Extract to read:
▼
This fixes a bug where (letter) notifications left in sending would
temporarily get excluded from billing and status calculations once
the service retention period had elapsed, and then get included once
again when they finally get marked as delivered.*
Status and billing tasks shouldn't need to have knowledge about which
table their data is in and getting this wrong is the fundamental cause
of the bug here. Adding a view across both tables abstracts this away
while keeping the query complexity the same.
Using a view also has the added benefit that we no longer need to care
when the status / billing tasks run in comparison to the deletion task,
since we will retrieve the same data irrespective (see below for a more
detailed discussion on data integrity).
*Such a scenario is rare but has happened.
A New View
==========
I've included all the columns that are shared between the two tables,
even though only a subset are actually needed. Having extra columns
has no impact and may be useful in future.
Although the view isn't actually a table, SQLAlchemy appears to wrap
it without any issues, noting that the package doesn't have any direct
support for "view models". Because we're never inserting data, we don't
need most of the kwargs when defining columns.*
*Note that the "default" kwarg doesn't affect data that's retrieved,
only data that's written (if no value is set).
▲
Record list:
▼
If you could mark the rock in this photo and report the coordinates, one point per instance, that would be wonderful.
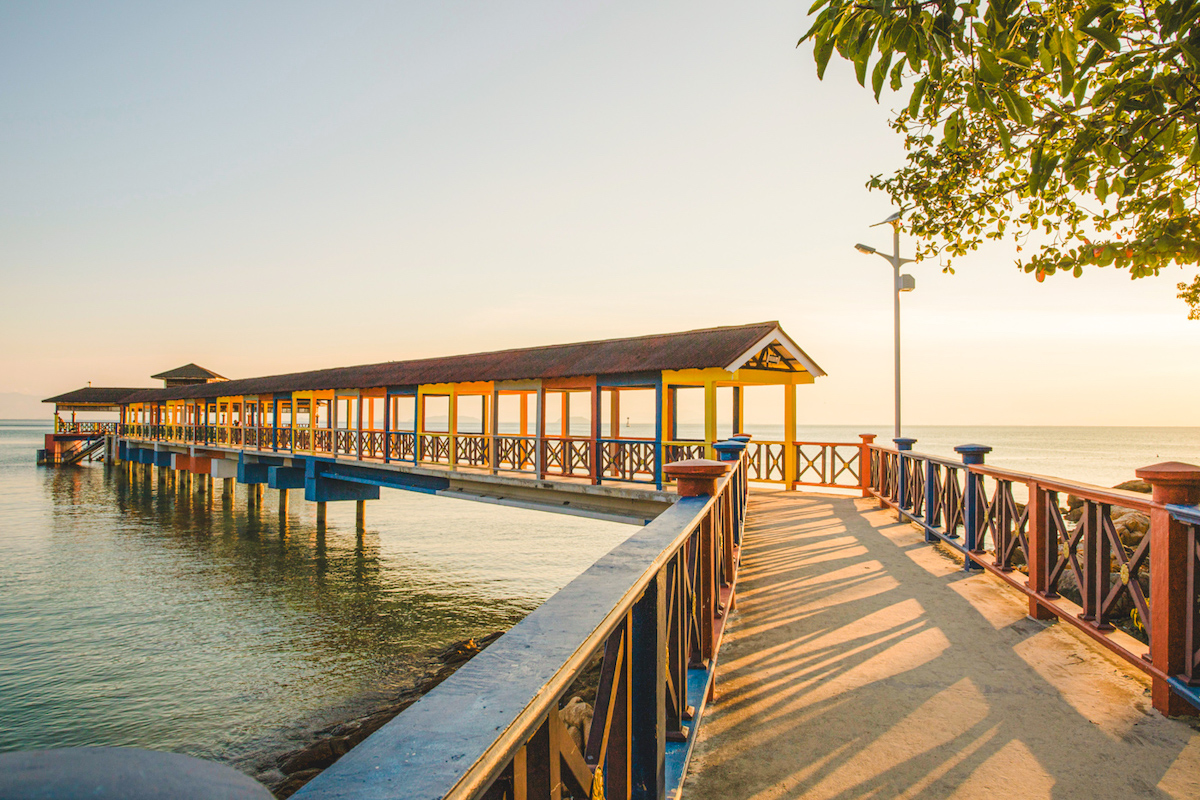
(294, 782)
(317, 755)
(270, 777)
(1135, 485)
(1131, 525)
(576, 715)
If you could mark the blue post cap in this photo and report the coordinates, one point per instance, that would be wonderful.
(729, 450)
(972, 453)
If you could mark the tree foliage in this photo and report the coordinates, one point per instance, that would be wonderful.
(1075, 118)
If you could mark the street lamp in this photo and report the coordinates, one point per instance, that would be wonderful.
(900, 283)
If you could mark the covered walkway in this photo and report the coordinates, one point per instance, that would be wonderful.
(863, 662)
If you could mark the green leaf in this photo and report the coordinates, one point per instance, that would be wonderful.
(918, 91)
(1067, 76)
(951, 131)
(1110, 42)
(881, 73)
(1006, 140)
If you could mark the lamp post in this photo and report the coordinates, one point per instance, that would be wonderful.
(899, 283)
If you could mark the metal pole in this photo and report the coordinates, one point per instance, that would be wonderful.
(895, 293)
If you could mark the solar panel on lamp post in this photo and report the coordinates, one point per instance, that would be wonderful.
(899, 283)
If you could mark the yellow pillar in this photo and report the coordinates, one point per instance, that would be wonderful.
(709, 419)
(789, 435)
(454, 426)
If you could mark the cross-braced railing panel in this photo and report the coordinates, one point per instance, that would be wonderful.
(628, 459)
(767, 461)
(515, 453)
(565, 456)
(1091, 567)
(435, 447)
(472, 450)
(402, 445)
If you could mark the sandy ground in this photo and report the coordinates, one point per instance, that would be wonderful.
(862, 662)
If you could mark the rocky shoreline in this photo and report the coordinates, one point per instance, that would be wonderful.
(285, 773)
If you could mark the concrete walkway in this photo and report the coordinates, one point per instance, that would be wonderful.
(862, 662)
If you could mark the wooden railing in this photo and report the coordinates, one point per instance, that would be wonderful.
(99, 428)
(516, 453)
(472, 450)
(652, 612)
(567, 456)
(629, 459)
(402, 445)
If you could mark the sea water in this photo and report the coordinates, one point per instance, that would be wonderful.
(131, 614)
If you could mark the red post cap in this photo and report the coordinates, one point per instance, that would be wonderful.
(696, 476)
(1173, 481)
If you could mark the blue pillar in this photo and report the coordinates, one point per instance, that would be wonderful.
(658, 431)
(904, 444)
(930, 501)
(971, 500)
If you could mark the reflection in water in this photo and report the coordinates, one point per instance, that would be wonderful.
(135, 611)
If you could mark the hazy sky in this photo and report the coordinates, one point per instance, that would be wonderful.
(283, 186)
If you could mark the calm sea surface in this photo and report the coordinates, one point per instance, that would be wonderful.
(132, 615)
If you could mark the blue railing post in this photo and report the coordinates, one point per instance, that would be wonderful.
(930, 501)
(648, 696)
(971, 501)
(904, 444)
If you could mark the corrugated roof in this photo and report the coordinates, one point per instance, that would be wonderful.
(187, 372)
(714, 347)
(101, 395)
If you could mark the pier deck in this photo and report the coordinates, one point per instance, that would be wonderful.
(863, 662)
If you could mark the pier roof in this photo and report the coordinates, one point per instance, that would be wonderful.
(727, 348)
(189, 372)
(95, 396)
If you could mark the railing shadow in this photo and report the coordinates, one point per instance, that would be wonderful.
(852, 671)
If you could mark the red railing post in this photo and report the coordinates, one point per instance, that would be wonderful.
(1174, 483)
(1042, 549)
(864, 463)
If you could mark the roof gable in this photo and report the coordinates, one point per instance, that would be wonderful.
(699, 349)
(189, 372)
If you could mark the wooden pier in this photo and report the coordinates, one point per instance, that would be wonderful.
(915, 613)
(864, 662)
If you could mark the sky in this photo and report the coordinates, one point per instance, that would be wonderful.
(269, 187)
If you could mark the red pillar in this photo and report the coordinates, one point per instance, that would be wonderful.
(1174, 483)
(1043, 549)
(864, 463)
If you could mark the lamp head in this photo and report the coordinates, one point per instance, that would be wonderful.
(891, 221)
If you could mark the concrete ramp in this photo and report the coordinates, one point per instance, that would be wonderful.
(862, 662)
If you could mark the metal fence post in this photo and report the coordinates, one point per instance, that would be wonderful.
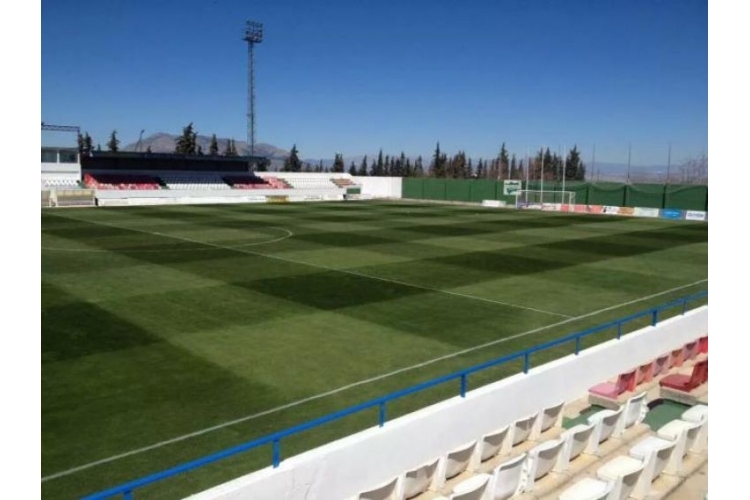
(276, 452)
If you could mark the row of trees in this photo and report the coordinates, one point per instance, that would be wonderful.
(458, 166)
(86, 144)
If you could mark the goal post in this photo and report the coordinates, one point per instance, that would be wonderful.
(545, 200)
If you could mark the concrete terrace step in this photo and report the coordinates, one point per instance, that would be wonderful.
(692, 484)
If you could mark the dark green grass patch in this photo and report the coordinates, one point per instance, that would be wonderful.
(153, 330)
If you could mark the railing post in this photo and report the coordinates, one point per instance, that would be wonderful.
(276, 452)
(526, 362)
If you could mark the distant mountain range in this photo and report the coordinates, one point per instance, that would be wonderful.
(162, 142)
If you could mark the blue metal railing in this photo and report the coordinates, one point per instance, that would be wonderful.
(126, 490)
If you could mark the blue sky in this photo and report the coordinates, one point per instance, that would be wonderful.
(356, 76)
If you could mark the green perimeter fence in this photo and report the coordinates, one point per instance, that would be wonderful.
(683, 197)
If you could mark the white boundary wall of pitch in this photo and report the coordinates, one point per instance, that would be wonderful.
(379, 187)
(372, 457)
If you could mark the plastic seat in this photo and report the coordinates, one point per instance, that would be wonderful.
(387, 491)
(521, 431)
(685, 435)
(492, 443)
(605, 422)
(542, 458)
(457, 460)
(548, 418)
(625, 475)
(588, 489)
(576, 441)
(644, 373)
(687, 383)
(657, 455)
(634, 413)
(418, 480)
(507, 477)
(625, 382)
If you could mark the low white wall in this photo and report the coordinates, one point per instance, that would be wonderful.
(52, 169)
(115, 197)
(380, 187)
(361, 461)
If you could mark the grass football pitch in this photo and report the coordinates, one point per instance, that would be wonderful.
(169, 333)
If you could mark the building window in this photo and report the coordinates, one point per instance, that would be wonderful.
(49, 156)
(68, 156)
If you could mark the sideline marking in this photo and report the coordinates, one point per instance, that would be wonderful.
(201, 248)
(354, 384)
(318, 266)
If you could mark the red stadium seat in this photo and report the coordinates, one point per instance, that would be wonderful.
(687, 383)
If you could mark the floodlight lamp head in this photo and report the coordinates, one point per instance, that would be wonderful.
(253, 32)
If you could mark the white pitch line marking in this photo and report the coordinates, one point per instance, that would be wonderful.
(201, 248)
(318, 266)
(354, 384)
(343, 388)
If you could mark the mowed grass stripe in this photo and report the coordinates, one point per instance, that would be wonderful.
(355, 384)
(332, 269)
(233, 279)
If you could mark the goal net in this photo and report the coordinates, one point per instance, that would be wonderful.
(545, 200)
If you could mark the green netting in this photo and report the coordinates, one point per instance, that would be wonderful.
(412, 188)
(687, 197)
(434, 189)
(483, 190)
(599, 195)
(644, 195)
(457, 190)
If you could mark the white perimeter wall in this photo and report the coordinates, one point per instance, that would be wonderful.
(130, 197)
(369, 458)
(380, 187)
(61, 170)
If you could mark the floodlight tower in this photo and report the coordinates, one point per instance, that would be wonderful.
(253, 34)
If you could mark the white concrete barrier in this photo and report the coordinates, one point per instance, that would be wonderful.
(344, 467)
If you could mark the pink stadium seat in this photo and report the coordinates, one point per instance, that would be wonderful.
(687, 383)
(661, 364)
(691, 350)
(677, 357)
(645, 373)
(703, 342)
(625, 382)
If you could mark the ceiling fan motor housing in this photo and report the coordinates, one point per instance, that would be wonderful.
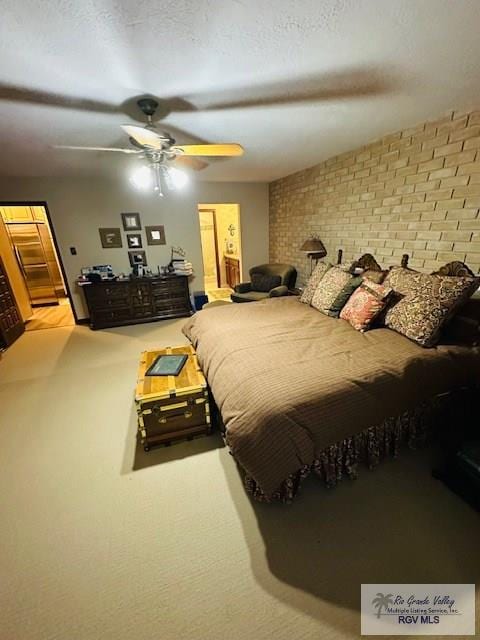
(148, 106)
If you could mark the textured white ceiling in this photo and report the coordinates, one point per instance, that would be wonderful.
(309, 78)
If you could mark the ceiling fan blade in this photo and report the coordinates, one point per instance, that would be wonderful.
(145, 137)
(114, 149)
(191, 163)
(225, 149)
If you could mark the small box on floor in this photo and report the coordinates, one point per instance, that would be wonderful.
(171, 407)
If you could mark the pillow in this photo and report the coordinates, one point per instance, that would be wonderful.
(464, 327)
(422, 303)
(333, 290)
(317, 274)
(265, 283)
(375, 276)
(365, 304)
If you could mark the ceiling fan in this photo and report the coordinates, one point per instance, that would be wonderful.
(159, 148)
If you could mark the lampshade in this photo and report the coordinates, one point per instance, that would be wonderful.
(314, 245)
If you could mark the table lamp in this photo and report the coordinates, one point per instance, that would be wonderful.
(315, 249)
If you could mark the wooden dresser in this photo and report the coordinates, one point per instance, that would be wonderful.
(116, 303)
(11, 324)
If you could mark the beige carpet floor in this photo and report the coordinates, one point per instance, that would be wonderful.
(99, 540)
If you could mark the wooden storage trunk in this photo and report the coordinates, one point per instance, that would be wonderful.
(171, 407)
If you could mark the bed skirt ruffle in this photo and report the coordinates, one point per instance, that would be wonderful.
(412, 428)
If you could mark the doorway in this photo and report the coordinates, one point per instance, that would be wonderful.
(221, 249)
(32, 243)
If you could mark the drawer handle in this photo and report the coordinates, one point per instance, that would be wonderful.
(186, 415)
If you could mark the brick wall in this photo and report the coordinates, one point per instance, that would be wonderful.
(415, 191)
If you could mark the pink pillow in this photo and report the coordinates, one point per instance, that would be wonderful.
(365, 304)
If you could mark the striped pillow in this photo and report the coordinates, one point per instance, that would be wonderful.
(365, 304)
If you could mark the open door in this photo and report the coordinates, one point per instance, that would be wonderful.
(14, 275)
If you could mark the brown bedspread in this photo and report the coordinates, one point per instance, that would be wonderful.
(290, 381)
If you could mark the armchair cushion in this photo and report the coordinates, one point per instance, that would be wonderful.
(276, 292)
(263, 282)
(243, 287)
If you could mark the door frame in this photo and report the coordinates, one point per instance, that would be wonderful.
(217, 263)
(43, 203)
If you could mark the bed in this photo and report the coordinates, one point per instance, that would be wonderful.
(301, 392)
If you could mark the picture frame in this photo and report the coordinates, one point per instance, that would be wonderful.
(155, 234)
(134, 240)
(137, 257)
(110, 237)
(131, 221)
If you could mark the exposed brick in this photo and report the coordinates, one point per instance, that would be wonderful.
(415, 191)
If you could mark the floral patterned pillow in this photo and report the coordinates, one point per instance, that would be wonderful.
(333, 291)
(317, 274)
(422, 303)
(365, 304)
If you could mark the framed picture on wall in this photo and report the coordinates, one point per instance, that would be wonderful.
(137, 257)
(131, 221)
(155, 235)
(134, 240)
(110, 237)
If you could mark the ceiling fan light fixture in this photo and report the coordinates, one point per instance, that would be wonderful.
(142, 178)
(179, 179)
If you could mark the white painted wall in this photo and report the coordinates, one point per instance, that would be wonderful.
(79, 206)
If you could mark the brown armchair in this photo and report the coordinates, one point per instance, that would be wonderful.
(267, 281)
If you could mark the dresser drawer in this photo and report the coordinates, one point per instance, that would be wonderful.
(109, 318)
(108, 291)
(171, 304)
(105, 304)
(137, 300)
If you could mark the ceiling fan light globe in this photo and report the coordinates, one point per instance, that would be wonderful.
(179, 179)
(142, 178)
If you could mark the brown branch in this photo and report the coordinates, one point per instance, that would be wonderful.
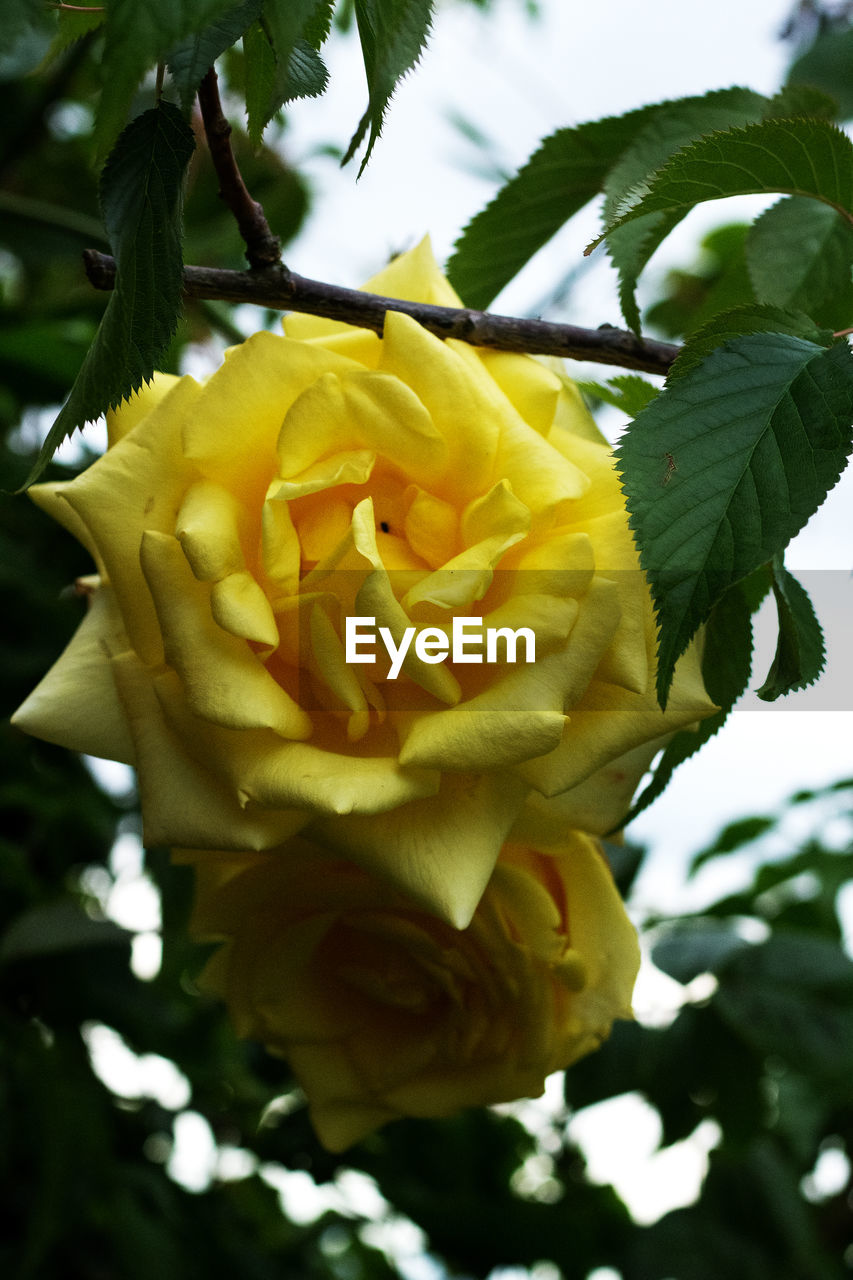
(277, 287)
(263, 248)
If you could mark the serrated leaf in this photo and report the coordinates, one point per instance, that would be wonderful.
(734, 836)
(670, 128)
(306, 73)
(802, 100)
(689, 950)
(260, 81)
(798, 158)
(137, 36)
(799, 254)
(726, 465)
(392, 33)
(565, 173)
(629, 392)
(799, 650)
(738, 321)
(58, 927)
(141, 195)
(293, 27)
(790, 996)
(190, 60)
(726, 662)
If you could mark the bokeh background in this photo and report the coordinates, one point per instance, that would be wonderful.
(711, 1137)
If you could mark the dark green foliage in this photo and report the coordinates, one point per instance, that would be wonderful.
(200, 49)
(706, 462)
(826, 64)
(799, 653)
(801, 158)
(726, 663)
(799, 255)
(393, 33)
(141, 196)
(628, 392)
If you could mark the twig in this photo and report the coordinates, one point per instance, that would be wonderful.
(263, 248)
(284, 291)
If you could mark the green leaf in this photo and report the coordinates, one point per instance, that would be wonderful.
(260, 81)
(792, 996)
(393, 33)
(726, 662)
(799, 650)
(306, 73)
(671, 127)
(565, 173)
(756, 318)
(726, 465)
(141, 193)
(295, 27)
(733, 837)
(629, 392)
(136, 37)
(799, 254)
(799, 158)
(71, 28)
(190, 60)
(27, 28)
(802, 100)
▲
Task to complete:
Could you pick up the write-up on the database view for notification billing and status where it stops, right after the note about the "default" kwarg?

Answer below:
Data Integrity
==============
The (new) tests cover the main scenarios.
We need to be careful with how the view interacts with the deletion /
archiving task. There are two concerns here:
- Duplicates. The deletion task inserts before it deletes [^1], so we
could end up double counting. It turns out this isn't a problem because
a Postgres UNION is an implicit "DISTINCT" [^2]. I've also verified this
manually, just to be on the safe side.
- No data. It's conceivable that the query will check the history table
just before the insertion, then check the notifications table just after
the deletion. It turns out this isn't a problem either because the whole
query sees the same DB snapshot [^3][^4].*
*I can't think of a way to test this as it's a race condition, but I'm
confident the Postgres docs are accurate.
Performance
===========
I copied the relevant (non-PII) columns from Production for data going
back to 2022-04-01. I then ran several tests.
Queries using the new view still make use of indices on a per-table basis,
as the following query plan illustrates:
QUERY PLAN
------------------------------------------------------------------------------------------------------------------------------------------------------------------------------------------------------------------------------------------------------------------------------------------------------------------------------------------------------------------------------------------------------------------------------------------------------------------------------------------
GroupAggregate (cost=1130820.02..1135353.89 rows=46502 width=97) (actual time=629.863..756.703 rows=72 loops=1)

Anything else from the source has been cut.